To begin setting the spring tension preload, there should still be a tool holder in the collet from the initial installation of the drawbar air cylinder. While holding onto the tool holder (so it doesn’t drop onto the table when released) press the release button for the drawbar. The tool should release easily. Do this a couple of times to allow everything to align and the springs to cycle a few times while under initial tension.
Scenario 1: If the tool cannot be removed from the collet while the drawbar release button is activated, check your air pressure and ensure it is in the nominal range. if air pressure is within nominal range, deactivate the draw bar button by releasing your finger from it. Now we will need to loosen the drawbar by holding the spindle with the factory pin tool or similar spindle locking tool, and loosening the top of the drawbar on the hex just above the disc springs. Make small adjustments of a ¼ turn and retest until the tool can just be slid out by hand from the collet with the drawbar release button activated.
Scenario 2: If the tool releases easily with no drag from the collet, you can make ¼ turn adjustments to the drawbar tightening it and retesting the tool release until the tool slides out of the collet with a light drag. This will be your correct drawbar tension.

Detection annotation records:
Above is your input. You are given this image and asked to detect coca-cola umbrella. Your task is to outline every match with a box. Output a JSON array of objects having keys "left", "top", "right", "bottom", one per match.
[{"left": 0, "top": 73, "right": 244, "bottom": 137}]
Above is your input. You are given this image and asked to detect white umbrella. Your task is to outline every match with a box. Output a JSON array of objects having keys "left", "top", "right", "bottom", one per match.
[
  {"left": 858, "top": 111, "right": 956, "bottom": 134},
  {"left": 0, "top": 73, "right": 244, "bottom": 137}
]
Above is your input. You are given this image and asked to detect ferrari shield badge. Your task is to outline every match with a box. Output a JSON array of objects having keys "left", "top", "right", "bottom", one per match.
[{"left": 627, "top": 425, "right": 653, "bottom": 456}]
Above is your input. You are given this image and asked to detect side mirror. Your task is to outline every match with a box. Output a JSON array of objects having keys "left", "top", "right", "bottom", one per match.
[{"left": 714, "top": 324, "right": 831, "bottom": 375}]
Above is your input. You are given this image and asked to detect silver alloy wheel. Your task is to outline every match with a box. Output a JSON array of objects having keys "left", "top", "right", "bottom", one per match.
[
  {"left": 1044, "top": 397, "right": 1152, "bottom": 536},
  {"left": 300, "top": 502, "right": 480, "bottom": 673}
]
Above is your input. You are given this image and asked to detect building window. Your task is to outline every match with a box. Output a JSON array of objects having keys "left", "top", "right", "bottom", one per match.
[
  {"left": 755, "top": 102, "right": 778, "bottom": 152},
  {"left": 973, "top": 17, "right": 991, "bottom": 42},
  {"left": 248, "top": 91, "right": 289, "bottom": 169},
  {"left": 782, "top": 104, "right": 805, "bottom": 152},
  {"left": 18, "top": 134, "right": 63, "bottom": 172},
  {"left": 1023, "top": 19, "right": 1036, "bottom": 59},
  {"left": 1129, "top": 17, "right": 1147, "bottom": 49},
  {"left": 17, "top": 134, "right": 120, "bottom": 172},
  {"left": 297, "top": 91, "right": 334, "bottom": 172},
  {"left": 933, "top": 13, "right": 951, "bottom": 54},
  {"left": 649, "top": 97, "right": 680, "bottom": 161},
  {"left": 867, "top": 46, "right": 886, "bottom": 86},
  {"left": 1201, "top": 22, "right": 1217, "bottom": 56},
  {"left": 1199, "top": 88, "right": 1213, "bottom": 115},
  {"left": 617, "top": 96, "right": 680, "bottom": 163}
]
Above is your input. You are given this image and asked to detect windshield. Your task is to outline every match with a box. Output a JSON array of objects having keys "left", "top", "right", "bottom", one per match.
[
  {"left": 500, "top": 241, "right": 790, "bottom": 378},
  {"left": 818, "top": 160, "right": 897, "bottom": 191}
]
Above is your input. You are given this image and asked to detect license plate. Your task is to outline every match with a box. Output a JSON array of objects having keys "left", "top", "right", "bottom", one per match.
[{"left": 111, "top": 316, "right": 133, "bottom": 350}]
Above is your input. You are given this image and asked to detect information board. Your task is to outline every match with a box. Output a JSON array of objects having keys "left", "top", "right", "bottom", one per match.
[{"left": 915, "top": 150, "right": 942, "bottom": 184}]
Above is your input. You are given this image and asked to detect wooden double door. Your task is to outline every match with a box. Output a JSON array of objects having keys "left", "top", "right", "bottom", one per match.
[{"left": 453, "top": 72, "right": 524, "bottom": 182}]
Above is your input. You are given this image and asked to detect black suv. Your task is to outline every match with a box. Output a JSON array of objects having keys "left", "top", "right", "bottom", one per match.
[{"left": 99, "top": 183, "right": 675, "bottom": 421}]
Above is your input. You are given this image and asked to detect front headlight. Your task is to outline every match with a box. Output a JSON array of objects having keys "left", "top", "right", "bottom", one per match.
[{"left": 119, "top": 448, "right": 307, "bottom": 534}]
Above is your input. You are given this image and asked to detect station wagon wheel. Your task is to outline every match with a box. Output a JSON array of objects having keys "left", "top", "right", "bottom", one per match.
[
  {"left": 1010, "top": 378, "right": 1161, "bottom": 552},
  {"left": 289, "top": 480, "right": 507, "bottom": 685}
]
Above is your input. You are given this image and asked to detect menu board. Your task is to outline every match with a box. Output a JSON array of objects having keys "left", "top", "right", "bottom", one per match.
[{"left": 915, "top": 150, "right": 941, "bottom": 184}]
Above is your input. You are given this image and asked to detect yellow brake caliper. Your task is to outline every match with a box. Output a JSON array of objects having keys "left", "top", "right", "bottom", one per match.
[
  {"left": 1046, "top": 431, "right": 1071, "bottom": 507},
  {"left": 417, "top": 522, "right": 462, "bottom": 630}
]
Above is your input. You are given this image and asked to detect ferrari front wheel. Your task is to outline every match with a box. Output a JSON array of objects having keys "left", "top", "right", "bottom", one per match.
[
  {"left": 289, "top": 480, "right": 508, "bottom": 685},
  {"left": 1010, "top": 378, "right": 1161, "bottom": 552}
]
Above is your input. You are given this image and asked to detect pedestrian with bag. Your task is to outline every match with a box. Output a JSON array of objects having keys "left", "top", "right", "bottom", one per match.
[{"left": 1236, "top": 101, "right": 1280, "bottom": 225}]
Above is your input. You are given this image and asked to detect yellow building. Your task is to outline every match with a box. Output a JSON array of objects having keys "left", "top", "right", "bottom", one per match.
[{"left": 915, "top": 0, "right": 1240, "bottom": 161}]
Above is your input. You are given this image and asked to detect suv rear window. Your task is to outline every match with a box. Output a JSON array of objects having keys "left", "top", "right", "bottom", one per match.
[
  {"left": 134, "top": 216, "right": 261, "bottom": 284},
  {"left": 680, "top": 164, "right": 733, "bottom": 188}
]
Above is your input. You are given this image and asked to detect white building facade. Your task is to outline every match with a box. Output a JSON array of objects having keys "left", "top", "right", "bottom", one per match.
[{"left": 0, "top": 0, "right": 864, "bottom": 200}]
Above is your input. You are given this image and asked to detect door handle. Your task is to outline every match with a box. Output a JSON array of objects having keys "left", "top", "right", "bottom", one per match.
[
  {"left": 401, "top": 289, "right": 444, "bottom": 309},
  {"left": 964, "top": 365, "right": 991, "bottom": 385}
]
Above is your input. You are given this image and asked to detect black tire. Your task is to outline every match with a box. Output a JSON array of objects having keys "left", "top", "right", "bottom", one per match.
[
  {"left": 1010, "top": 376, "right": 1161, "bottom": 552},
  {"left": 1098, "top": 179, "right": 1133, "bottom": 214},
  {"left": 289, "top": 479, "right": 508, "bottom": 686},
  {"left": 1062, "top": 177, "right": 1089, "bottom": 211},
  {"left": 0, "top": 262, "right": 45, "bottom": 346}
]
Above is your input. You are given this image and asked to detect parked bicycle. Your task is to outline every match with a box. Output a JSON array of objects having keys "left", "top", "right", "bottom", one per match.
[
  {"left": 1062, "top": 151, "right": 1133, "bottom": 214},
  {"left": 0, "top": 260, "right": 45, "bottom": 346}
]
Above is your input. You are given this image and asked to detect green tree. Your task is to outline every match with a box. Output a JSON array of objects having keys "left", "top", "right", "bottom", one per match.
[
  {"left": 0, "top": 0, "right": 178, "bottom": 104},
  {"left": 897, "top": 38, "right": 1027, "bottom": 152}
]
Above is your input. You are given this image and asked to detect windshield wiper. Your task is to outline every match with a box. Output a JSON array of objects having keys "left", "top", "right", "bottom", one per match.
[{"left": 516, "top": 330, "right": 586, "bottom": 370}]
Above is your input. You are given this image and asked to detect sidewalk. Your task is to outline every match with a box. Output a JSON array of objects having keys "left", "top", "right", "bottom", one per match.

*Tasks for this exercise*
A: Print the drawbar tension procedure verbatim and in its entirety.
B: List every line of the entries that contains the string "umbrella".
The drawbar tension procedure and the entries bear no relation to each other.

*Expected answers*
A:
To begin setting the spring tension preload, there should still be a tool holder in the collet from the initial installation of the drawbar air cylinder. While holding onto the tool holder (so it doesn’t drop onto the table when released) press the release button for the drawbar. The tool should release easily. Do this a couple of times to allow everything to align and the springs to cycle a few times while under initial tension.
Scenario 1: If the tool cannot be removed from the collet while the drawbar release button is activated, check your air pressure and ensure it is in the nominal range. if air pressure is within nominal range, deactivate the draw bar button by releasing your finger from it. Now we will need to loosen the drawbar by holding the spindle with the factory pin tool or similar spindle locking tool, and loosening the top of the drawbar on the hex just above the disc springs. Make small adjustments of a ¼ turn and retest until the tool can just be slid out by hand from the collet with the drawbar release button activated.
Scenario 2: If the tool releases easily with no drag from the collet, you can make ¼ turn adjustments to the drawbar tightening it and retesting the tool release until the tool slides out of the collet with a light drag. This will be your correct drawbar tension.

B:
Above is your input. You are given this image and asked to detect coca-cola umbrella. Your task is to outline every match with a box. Output a JSON array of objects having keys "left", "top", "right", "bottom", one per match.
Above is your input. You are given this image and asked to detect white umbrella. Your task is to outline every match with a box. Output a JSON array of objects having keys "left", "top", "right", "bottom", one per match.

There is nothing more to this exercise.